Data extract
++++++++++++++++++++

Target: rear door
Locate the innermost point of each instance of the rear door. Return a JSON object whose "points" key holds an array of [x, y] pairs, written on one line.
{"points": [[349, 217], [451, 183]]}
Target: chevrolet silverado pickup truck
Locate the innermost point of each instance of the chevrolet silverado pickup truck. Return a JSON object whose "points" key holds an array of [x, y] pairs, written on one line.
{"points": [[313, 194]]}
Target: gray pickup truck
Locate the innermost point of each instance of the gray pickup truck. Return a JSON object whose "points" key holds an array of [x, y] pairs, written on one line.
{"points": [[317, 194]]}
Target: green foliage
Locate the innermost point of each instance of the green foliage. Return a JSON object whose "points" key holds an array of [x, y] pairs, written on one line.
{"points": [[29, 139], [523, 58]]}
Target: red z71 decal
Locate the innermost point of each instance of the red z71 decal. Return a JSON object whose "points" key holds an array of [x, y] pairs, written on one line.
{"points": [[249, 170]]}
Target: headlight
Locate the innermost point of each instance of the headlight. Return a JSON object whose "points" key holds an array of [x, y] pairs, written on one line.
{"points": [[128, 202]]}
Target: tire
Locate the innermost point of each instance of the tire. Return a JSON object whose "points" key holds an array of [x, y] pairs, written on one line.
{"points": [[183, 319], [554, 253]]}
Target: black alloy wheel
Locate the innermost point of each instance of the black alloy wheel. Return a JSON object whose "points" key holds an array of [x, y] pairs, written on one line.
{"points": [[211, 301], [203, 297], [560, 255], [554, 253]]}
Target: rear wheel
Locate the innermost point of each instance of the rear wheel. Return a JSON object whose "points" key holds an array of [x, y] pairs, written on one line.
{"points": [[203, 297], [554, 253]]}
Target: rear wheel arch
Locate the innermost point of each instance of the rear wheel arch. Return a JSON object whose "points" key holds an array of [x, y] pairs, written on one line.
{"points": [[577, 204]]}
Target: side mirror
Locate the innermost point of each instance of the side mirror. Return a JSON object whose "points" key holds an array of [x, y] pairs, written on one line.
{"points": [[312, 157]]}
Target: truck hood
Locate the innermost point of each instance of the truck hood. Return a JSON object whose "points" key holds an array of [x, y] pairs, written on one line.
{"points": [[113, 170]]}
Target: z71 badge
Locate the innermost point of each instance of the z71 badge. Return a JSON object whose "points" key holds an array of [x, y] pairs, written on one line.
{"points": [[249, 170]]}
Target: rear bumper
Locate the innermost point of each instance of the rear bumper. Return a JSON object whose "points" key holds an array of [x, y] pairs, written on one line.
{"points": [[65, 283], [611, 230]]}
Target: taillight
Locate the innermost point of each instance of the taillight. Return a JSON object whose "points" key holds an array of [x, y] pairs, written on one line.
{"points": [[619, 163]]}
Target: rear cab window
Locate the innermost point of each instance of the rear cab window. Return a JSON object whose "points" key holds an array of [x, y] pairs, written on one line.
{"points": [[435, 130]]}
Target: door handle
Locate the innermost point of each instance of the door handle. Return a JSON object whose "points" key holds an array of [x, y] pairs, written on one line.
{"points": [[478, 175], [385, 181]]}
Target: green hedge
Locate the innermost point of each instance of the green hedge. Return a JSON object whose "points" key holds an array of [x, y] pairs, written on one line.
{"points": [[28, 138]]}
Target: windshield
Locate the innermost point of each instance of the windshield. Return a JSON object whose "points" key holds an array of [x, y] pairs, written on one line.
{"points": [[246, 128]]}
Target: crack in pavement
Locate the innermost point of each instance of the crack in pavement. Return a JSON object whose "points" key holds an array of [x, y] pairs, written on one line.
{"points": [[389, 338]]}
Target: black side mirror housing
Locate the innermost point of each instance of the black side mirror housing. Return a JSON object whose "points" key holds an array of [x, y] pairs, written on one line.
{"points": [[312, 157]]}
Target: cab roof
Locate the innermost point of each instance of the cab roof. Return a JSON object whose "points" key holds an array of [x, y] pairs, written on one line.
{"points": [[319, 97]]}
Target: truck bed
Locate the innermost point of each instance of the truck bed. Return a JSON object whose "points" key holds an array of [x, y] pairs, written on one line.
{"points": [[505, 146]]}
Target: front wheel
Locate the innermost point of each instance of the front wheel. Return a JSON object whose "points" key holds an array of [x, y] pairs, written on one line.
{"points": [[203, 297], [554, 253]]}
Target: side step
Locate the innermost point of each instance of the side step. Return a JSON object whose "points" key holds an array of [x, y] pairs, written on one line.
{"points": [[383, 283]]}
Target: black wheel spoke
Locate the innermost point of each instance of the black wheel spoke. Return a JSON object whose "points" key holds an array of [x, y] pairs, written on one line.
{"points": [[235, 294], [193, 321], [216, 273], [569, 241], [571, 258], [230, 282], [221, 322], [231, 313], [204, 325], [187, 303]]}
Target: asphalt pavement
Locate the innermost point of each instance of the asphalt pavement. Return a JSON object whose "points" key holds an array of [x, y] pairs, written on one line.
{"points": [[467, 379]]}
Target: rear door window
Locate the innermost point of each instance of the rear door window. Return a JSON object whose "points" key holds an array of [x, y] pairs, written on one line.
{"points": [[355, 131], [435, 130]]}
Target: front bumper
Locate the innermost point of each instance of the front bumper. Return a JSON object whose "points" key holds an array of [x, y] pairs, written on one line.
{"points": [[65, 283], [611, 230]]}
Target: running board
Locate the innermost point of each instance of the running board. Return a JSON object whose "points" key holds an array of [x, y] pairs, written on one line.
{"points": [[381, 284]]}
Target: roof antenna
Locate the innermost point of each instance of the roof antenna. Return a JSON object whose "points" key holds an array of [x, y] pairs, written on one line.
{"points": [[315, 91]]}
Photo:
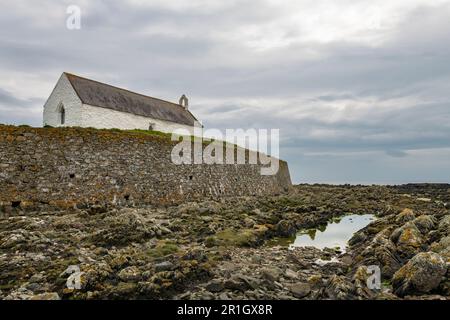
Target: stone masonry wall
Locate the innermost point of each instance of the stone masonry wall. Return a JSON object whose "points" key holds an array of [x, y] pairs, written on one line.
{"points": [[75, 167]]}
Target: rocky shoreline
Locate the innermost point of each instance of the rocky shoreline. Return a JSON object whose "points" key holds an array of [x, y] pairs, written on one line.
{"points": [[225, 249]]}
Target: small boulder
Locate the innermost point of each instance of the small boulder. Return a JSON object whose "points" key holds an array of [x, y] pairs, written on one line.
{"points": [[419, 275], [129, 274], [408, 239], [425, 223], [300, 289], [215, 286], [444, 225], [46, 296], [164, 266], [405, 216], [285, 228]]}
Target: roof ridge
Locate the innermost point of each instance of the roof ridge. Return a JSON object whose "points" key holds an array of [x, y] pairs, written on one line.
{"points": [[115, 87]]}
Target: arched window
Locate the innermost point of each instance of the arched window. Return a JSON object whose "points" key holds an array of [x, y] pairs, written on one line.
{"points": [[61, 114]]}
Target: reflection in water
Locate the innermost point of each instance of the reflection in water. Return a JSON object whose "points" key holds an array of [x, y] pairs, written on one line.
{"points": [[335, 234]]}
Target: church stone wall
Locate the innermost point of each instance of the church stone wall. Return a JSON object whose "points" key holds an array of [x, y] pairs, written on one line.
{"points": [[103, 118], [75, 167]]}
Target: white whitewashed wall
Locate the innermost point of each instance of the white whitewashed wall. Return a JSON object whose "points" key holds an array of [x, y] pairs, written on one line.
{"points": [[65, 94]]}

++++++++++++++++++++

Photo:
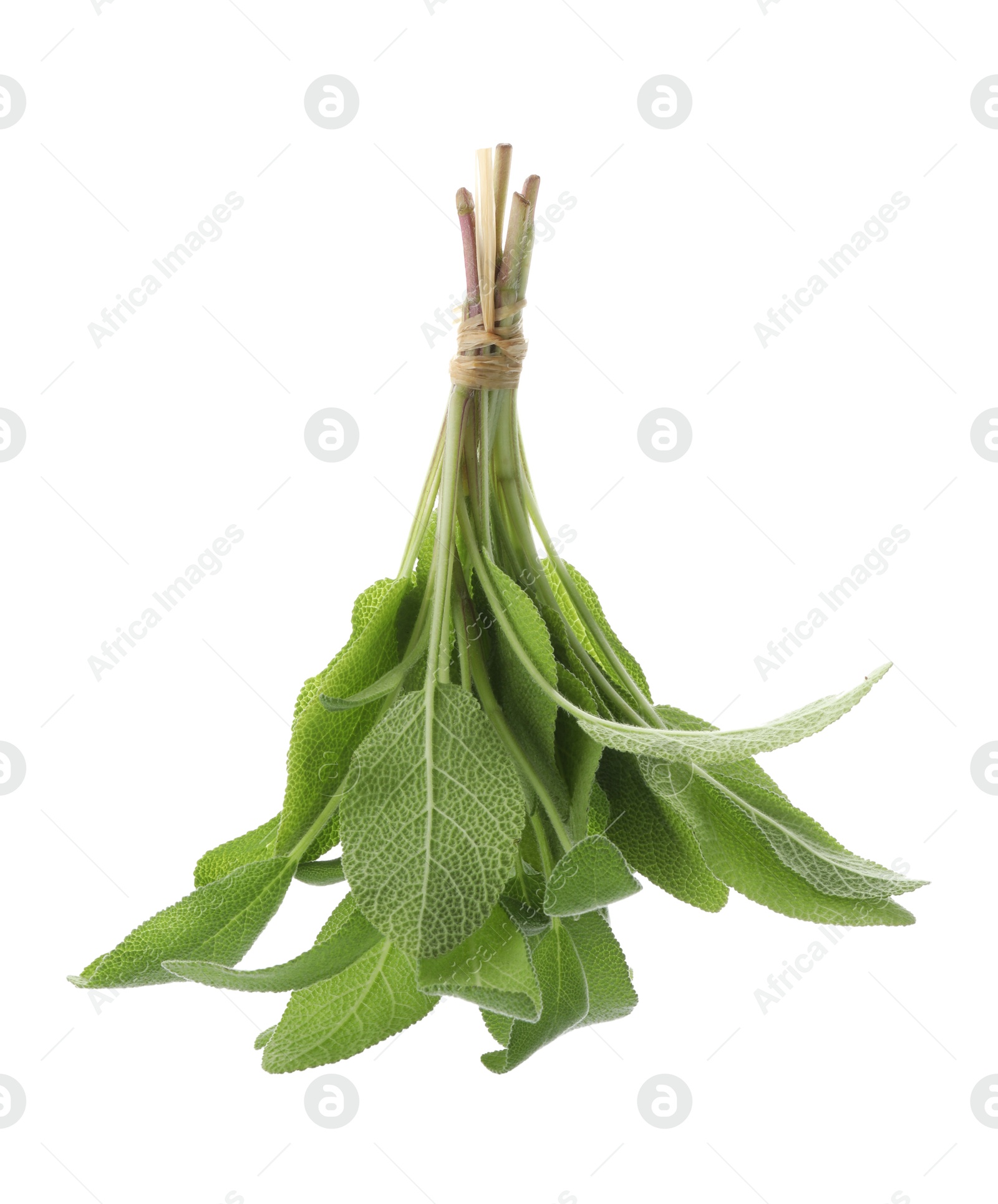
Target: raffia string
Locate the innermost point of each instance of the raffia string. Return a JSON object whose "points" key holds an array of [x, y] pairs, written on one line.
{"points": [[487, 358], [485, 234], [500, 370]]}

++++++++++++++++++++

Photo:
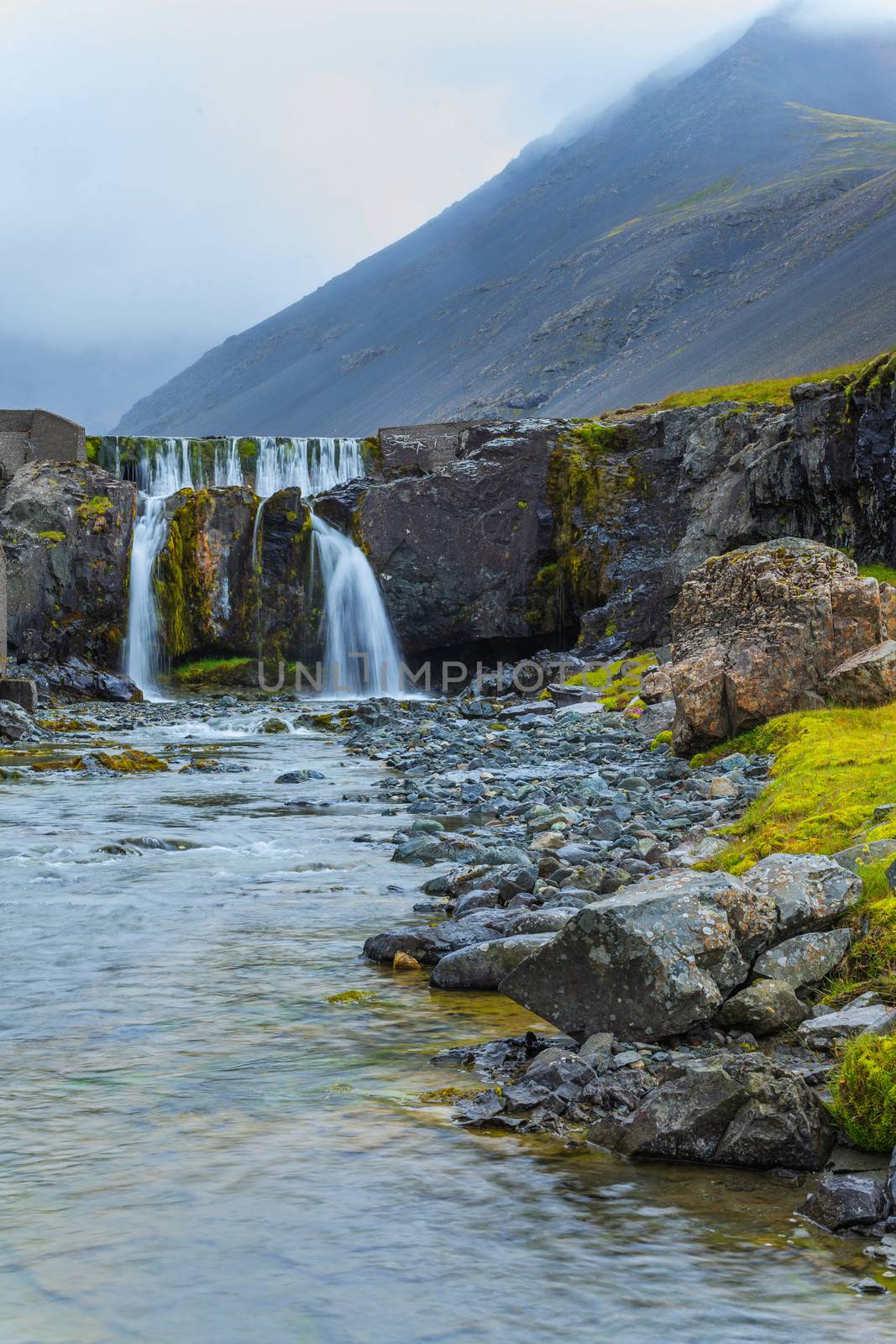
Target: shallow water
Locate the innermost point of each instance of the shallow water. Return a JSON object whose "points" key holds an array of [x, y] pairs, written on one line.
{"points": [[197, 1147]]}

++++++++++++++++++++

The request
Show every line of the data above that contains the word "crack", copying each line in full.

Result of the task
Target: crack in pavement
Locate the innermost point of each instance of the crack in pavement. Return a JSON object whose "points" key holds an array of [x, y] pairs, written on one line.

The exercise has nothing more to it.